+++ Article +++
Effective annual return rate and the annual percentage return rate

[beaf123]

Hey guys. I have a very easy math problem which I can't seem to solve. Its been a while since I have had any math. A painting is bought in
1963 for 92,000 pounds, was sold in 2012 10.1 million pounds.
Calculate the effective annual return rate and the annual percentage return rate of this investment.

I found a formula and this is what I did. This is the effective annual interest rate. Does anyone know the difference between this and the annual percentage reurn rate?
The effective annual interest rate:
= 92000((1+ X/49) ^49 – 1) = 10 100 000 { /92000
(1+X/49)^49 = 111 } ln of both sides and properties of logs
49ln(1+X/49) = ln111
1n(1+X/49)=ln(111)/49
1+X/49 = e^0.096
X = (e^0.096)*49 –49 = 4.937%
Annual interest rate = 4,937 %

 

[Mentallic]

1963 was 51 years ago ;)

Hey guys. I have a very easy math problem which I can't seem to solve. Its been a while since I have had any math. A painting is bought in
1963 for 92,000 pounds, was sold in 2012 10.1 million pounds.
Calculate the effective annual return rate and the annual percentage return rate of this investment.

I found a formula and this is what I did. This is the effective annual interest rate. Does anyone know the difference between this and the annual percentage reurn rate?
The effective annual interest rate:
= 92000((1+ X/49) ^49 – 1) = 10 100 000 { /92000
(1+X/49)^49 = 111 } ln of both sides and properties of logs
49ln(1+X/49) = ln111
1n(1+X/49)=ln(111)/49
1+X/49 = e^0.096
X = (e^0.096)*49 –49 = 4.937%
Annual interest rate = 4,937 %

That result is way off, and it should be obvious to you because 5000% interest (to multiply its value by 50 every year) for 50 years would return 92000*50⁵⁰ which is astronomically large. Your calculation for the annual percentage return rate should be

92,000(1+X)^51 = 10,100,000

and the annual return rate is would depend on which year you're looking at. Essentially, for the n^th year, the value of the painting would have increased by

I_n = P_n-P_{n-1}

where I_n is the interest return in the n^th year and P_n stands for the price in the n^th year. This value can be calculated by a similar formula to the above, except we don't have 51 in the exponent, but rather n because we want the price after n years, not 51 years.

P_n=92,000(1+X)^n

and so

I_n=92,000(1+X)^n - 92,000(1+X)^{n-1}

factoring out the largest common factor of both which is 92,000(1+X)^{n-1} yields
I_n =92,000(1+X)^{n-1}(1+X-1)
+++ Extracted material +++
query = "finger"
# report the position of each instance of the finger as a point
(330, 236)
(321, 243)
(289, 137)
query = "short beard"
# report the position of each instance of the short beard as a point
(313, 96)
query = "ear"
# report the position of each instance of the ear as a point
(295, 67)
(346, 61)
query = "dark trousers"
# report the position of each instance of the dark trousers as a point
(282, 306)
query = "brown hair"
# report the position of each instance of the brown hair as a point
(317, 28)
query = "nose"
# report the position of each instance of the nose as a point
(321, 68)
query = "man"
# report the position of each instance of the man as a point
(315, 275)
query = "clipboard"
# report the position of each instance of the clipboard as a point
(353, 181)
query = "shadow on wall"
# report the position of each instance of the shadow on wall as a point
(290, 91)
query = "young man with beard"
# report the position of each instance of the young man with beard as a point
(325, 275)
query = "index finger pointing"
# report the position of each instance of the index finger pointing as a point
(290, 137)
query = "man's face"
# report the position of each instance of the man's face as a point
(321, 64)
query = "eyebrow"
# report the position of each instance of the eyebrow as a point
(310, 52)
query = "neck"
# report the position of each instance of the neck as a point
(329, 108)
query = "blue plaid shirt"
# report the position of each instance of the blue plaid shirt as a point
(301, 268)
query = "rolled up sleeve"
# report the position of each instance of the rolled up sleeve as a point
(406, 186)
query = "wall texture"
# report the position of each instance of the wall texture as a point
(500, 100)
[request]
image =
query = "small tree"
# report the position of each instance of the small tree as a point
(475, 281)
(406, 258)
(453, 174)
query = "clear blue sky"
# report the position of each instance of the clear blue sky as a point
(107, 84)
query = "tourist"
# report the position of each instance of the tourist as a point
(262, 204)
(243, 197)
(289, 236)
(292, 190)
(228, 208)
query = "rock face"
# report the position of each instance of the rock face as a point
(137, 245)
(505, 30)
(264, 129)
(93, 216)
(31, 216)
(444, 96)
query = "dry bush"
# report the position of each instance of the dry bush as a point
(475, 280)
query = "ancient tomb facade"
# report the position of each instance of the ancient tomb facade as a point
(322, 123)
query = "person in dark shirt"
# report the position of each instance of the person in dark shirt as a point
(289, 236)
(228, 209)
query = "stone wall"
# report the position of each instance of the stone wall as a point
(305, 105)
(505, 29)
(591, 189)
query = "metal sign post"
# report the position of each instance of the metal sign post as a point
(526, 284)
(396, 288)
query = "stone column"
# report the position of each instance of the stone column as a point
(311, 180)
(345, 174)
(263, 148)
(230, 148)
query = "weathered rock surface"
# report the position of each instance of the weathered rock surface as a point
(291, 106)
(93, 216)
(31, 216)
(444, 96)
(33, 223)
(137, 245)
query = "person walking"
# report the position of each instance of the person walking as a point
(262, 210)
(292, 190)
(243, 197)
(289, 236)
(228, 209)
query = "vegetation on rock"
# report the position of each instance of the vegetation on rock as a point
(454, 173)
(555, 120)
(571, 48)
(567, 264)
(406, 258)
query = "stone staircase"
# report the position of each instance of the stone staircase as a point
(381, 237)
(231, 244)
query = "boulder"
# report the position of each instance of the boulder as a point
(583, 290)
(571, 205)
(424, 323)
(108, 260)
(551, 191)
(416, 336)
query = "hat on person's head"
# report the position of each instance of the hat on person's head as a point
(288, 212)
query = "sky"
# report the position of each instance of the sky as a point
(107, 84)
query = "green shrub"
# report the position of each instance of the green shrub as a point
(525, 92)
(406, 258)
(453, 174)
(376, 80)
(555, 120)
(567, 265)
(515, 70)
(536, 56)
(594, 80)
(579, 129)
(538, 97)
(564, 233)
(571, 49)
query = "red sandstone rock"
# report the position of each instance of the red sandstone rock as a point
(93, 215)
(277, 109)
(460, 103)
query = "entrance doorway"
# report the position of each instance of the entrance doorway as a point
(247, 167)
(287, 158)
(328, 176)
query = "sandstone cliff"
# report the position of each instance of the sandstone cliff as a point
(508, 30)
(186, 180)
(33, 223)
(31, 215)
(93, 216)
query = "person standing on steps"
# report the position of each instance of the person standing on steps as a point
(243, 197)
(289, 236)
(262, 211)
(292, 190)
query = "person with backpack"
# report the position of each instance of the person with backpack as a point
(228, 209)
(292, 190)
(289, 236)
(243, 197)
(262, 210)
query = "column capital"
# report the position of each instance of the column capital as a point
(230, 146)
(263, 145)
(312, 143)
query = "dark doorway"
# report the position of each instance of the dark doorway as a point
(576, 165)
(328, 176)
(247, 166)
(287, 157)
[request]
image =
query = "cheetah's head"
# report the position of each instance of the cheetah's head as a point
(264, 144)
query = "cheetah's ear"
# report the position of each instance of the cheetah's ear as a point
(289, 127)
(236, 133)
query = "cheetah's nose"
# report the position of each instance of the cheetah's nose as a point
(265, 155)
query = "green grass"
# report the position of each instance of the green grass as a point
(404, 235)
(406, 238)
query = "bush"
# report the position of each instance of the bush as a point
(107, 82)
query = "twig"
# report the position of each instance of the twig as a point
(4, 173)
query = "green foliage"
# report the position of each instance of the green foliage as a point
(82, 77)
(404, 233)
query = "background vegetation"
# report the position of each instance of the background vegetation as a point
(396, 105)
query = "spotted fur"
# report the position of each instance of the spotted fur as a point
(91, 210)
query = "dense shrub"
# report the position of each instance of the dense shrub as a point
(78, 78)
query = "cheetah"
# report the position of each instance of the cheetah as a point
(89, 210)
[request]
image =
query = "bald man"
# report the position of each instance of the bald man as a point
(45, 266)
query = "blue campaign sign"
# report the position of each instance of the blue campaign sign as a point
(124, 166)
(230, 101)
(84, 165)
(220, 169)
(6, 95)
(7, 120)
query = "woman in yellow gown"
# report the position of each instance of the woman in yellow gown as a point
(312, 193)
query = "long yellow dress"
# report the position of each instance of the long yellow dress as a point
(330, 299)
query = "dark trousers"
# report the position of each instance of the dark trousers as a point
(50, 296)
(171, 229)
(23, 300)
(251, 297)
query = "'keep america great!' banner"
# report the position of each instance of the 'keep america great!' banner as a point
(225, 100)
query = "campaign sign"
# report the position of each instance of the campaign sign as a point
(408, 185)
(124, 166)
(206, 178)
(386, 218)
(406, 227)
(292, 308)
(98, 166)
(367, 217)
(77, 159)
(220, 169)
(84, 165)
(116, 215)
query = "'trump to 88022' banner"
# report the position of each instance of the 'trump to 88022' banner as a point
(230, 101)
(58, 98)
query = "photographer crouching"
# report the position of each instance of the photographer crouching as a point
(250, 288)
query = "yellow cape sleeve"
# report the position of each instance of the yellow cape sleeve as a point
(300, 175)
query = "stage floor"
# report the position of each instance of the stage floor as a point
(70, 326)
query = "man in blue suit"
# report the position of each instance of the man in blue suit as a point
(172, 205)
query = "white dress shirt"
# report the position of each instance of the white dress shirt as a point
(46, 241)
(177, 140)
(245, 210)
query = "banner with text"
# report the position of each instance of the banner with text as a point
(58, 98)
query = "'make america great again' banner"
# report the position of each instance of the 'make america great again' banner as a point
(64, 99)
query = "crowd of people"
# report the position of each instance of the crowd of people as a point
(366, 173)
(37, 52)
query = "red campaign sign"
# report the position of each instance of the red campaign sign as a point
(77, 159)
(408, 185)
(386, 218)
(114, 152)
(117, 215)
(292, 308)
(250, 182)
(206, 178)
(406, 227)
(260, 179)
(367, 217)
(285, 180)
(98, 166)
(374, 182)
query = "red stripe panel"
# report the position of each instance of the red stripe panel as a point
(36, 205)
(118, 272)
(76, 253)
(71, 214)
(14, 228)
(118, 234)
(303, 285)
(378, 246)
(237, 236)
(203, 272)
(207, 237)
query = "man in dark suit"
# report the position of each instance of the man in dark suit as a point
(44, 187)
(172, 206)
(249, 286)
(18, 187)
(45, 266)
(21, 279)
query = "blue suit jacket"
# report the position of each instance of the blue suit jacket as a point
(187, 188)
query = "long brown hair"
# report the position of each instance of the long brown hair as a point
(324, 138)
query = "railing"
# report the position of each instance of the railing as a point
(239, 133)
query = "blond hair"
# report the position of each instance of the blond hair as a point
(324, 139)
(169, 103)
+++
Goal
In the forum thread, list each equation that Mentallic's reply places on its own line after the quoted post.

Solution to the exercise
92,000(1+X)^51 = 10,100,000
I_n = P_n-P_{n-1}
P_n=92,000(1+X)^n
I_n=92,000(1+X)^n - 92,000(1+X)^{n-1}
I_n =92,000(1+X)^{n-1}(1+X-1)